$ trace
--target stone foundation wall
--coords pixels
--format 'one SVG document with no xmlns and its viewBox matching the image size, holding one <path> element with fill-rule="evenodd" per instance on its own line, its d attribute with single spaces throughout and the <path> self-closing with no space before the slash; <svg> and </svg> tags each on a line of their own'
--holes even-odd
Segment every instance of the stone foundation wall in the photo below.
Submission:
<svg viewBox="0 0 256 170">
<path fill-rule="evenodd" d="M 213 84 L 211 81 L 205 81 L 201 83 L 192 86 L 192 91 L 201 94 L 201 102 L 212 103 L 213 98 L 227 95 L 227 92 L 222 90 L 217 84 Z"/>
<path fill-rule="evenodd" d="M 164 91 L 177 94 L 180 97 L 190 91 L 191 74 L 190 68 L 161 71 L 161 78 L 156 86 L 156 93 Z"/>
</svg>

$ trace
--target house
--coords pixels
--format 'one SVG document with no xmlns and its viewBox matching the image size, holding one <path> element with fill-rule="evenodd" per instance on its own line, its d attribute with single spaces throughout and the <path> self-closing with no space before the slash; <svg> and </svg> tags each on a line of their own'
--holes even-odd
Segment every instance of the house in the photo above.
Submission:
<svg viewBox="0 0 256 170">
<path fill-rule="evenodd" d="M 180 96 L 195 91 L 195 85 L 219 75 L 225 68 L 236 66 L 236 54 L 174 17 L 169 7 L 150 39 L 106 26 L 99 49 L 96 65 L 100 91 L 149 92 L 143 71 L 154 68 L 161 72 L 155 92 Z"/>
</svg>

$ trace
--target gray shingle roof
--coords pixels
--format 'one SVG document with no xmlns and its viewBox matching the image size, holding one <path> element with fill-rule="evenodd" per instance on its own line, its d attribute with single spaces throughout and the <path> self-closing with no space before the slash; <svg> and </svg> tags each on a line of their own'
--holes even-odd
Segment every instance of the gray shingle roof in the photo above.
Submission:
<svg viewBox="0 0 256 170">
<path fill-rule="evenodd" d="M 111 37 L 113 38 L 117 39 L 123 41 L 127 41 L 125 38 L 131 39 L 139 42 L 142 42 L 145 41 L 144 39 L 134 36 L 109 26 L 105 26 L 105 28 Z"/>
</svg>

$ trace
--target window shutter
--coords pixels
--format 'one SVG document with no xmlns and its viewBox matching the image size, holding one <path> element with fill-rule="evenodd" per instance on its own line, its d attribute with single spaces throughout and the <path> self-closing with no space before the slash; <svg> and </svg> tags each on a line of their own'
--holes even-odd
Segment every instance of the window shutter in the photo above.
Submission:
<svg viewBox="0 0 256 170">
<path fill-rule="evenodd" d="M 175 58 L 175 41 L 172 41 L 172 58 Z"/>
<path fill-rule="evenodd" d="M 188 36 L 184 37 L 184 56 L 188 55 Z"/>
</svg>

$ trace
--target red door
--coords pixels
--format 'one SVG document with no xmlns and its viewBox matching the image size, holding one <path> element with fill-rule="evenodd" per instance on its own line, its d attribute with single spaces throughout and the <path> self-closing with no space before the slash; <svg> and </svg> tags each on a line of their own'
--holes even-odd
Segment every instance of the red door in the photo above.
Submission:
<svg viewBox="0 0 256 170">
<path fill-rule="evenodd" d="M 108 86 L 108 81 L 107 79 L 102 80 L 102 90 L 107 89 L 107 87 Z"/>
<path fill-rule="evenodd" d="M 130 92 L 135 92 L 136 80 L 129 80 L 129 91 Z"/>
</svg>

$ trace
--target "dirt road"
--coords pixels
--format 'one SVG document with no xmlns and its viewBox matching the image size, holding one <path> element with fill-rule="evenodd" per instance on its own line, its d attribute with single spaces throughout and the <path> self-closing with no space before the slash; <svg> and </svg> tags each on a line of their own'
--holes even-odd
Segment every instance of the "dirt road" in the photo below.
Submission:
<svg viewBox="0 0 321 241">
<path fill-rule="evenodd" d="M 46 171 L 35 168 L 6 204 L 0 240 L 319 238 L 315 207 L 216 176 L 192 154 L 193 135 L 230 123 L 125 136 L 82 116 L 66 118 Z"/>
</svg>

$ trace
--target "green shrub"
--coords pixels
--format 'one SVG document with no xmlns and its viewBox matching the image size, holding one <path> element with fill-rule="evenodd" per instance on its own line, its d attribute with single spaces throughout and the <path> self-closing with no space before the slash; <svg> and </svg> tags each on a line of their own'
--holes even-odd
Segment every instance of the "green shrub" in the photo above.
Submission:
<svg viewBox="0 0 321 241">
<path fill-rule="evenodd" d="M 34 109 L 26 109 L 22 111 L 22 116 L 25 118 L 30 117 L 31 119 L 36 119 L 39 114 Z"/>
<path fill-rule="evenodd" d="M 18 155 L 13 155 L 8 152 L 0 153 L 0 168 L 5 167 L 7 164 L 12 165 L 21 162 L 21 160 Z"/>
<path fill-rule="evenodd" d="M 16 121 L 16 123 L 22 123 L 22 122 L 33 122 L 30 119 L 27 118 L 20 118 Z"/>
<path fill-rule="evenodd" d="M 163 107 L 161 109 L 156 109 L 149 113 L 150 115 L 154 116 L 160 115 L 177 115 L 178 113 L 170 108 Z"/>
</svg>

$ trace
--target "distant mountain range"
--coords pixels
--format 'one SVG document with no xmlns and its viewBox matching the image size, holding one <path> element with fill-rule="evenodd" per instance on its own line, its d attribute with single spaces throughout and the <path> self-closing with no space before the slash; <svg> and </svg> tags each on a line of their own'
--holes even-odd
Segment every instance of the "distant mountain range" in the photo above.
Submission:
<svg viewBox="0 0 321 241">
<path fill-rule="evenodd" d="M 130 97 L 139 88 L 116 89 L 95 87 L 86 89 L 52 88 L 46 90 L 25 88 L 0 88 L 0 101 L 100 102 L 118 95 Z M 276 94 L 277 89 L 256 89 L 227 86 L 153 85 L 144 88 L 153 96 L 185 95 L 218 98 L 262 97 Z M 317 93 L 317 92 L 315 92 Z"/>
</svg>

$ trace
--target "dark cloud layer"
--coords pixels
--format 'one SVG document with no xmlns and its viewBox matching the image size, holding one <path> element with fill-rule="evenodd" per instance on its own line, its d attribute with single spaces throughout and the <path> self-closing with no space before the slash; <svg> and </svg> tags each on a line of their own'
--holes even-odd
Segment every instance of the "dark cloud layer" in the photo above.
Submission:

__________

» Given exercise
The records above should be repeated in full, exactly as given.

» Written response
$ trace
--target stone foundation wall
--coords pixels
--format 'one SVG document with no xmlns and its viewBox matching the image size, holding one <path> element with fill-rule="evenodd" per instance on its own line, its d attribute with single spaces throughout and the <path> self-closing with no space before the slash; <svg> and </svg> tags each on a line of their own'
--holes even-odd
Segment every instance of the stone foundation wall in the photo below.
Submission:
<svg viewBox="0 0 256 170">
<path fill-rule="evenodd" d="M 213 84 L 211 81 L 205 81 L 201 83 L 192 86 L 192 91 L 201 94 L 201 102 L 212 103 L 213 98 L 227 95 L 227 92 L 222 90 L 217 84 Z"/>
<path fill-rule="evenodd" d="M 164 91 L 177 94 L 180 97 L 190 91 L 191 74 L 190 68 L 161 71 L 161 78 L 156 86 L 156 93 Z"/>
</svg>

$ trace
--target house
--coords pixels
--format 'one SVG document with no xmlns and its viewBox matching the image size, holding one <path> element with fill-rule="evenodd" per instance on its own line, its d attribute with single spaces throughout and the <path> self-closing with no space before the slash; <svg> and </svg> tags each on a line of their own'
--holes even-odd
Segment every instance of the house in the photo above.
Submission:
<svg viewBox="0 0 256 170">
<path fill-rule="evenodd" d="M 180 96 L 195 91 L 195 85 L 219 75 L 225 68 L 236 66 L 236 54 L 174 17 L 169 7 L 150 39 L 106 26 L 99 49 L 96 65 L 100 91 L 149 92 L 143 71 L 154 68 L 161 72 L 155 92 Z"/>
</svg>

$ trace
--target gray shingle roof
--coords pixels
--format 'one SVG document with no xmlns and its viewBox matching the image size, holding one <path> element with fill-rule="evenodd" per instance on its own line, its d attribute with single spaces throughout and the <path> self-closing with no space before the slash; <svg> and </svg> tags each on a line of their own'
--holes even-odd
Segment every instance of the gray shingle roof in the photo above.
Submission:
<svg viewBox="0 0 256 170">
<path fill-rule="evenodd" d="M 111 37 L 113 38 L 117 39 L 123 41 L 127 41 L 125 38 L 131 39 L 139 42 L 142 42 L 145 41 L 144 39 L 134 36 L 109 26 L 105 26 L 105 28 Z"/>
</svg>

$ trace
--target window shutter
--coords pixels
--format 'one SVG document with no xmlns and its viewBox matching the image size, holding one <path> element with fill-rule="evenodd" per instance on its own line, its d attribute with single spaces throughout and the <path> self-closing with no space before the slash; <svg> and </svg> tags each on a line of their own'
--holes even-odd
Segment every instance of the window shutter in the photo above.
Submission:
<svg viewBox="0 0 256 170">
<path fill-rule="evenodd" d="M 175 58 L 175 41 L 172 41 L 172 58 Z"/>
<path fill-rule="evenodd" d="M 188 36 L 184 37 L 184 56 L 188 55 Z"/>
</svg>

$ trace
--target red door
--coords pixels
--format 'one SVG document with no xmlns and its viewBox matching the image size, holding one <path> element with fill-rule="evenodd" per instance on its own line, its d attribute with single spaces throughout and the <path> self-closing with no space before the slash; <svg> and </svg> tags each on a line of their own'
--holes even-odd
Segment every instance of the red door in the photo above.
Submission:
<svg viewBox="0 0 256 170">
<path fill-rule="evenodd" d="M 108 86 L 108 81 L 107 79 L 102 80 L 102 90 L 107 89 L 107 87 Z"/>
<path fill-rule="evenodd" d="M 130 92 L 135 92 L 136 80 L 129 80 L 129 91 Z"/>
</svg>

$ trace
--target "dirt road"
--coords pixels
--format 'one SVG document with no xmlns and its viewBox matching the image size, holding one <path> element with fill-rule="evenodd" per instance on its own line, its d attribute with single spaces throughout and the <path> self-closing with no space before the slash; <svg> and </svg> tags each on a line of their own'
--holes even-odd
Segment every instance of the "dirt road" in the photo below.
Submission:
<svg viewBox="0 0 321 241">
<path fill-rule="evenodd" d="M 46 171 L 35 168 L 6 204 L 0 240 L 319 238 L 315 207 L 216 176 L 192 154 L 193 135 L 230 123 L 125 136 L 82 116 L 66 118 Z"/>
</svg>

$ trace
--target "green shrub"
--coords pixels
--format 'one SVG document with no xmlns and its viewBox matching the image size, holding one <path> element with fill-rule="evenodd" per instance on its own line, its d attribute with single spaces throughout and the <path> self-closing with no space before the slash; <svg> and </svg> tags each on a line of their own'
--holes even-odd
Segment every instance of the "green shrub" in the photo above.
Submission:
<svg viewBox="0 0 321 241">
<path fill-rule="evenodd" d="M 34 109 L 26 109 L 22 111 L 22 116 L 25 118 L 30 117 L 31 119 L 36 119 L 39 114 Z"/>
<path fill-rule="evenodd" d="M 18 155 L 13 155 L 8 152 L 0 153 L 0 168 L 5 167 L 7 164 L 12 165 L 21 162 L 21 160 Z"/>
<path fill-rule="evenodd" d="M 16 121 L 16 123 L 22 123 L 22 122 L 33 122 L 30 119 L 27 118 L 20 118 Z"/>
<path fill-rule="evenodd" d="M 163 107 L 161 109 L 156 109 L 149 113 L 150 115 L 154 116 L 160 115 L 177 115 L 178 113 L 170 108 Z"/>
</svg>

$ trace
--target "distant mountain range"
--coords pixels
--format 'one SVG document with no xmlns and its viewBox matching the image size, holding one <path> element with fill-rule="evenodd" per instance on its own line, its d attribute with single spaces throughout and the <path> self-closing with no space before the slash; <svg> and </svg> tags each on a line of their own'
--holes even-odd
Segment every instance of the "distant mountain range" in the photo above.
Submission:
<svg viewBox="0 0 321 241">
<path fill-rule="evenodd" d="M 130 97 L 139 88 L 116 89 L 95 87 L 86 89 L 52 88 L 46 90 L 25 88 L 0 88 L 0 101 L 100 102 L 118 95 Z M 276 94 L 277 89 L 256 89 L 227 86 L 153 85 L 144 88 L 153 96 L 185 95 L 218 98 L 262 97 Z M 317 93 L 317 92 L 315 92 Z"/>
</svg>

$ trace
--target "dark cloud layer"
--coords pixels
--format 'one SVG document with no xmlns and its viewBox matching the image size, holding one <path> element with fill-rule="evenodd" per instance on its own line, its d attribute with single spaces throughout and the <path> self-closing with no space before the slash; <svg> and </svg> tags each on a line of their own'
--holes even-odd
Segment every instance of the "dark cloud layer" in the photo above.
Submission:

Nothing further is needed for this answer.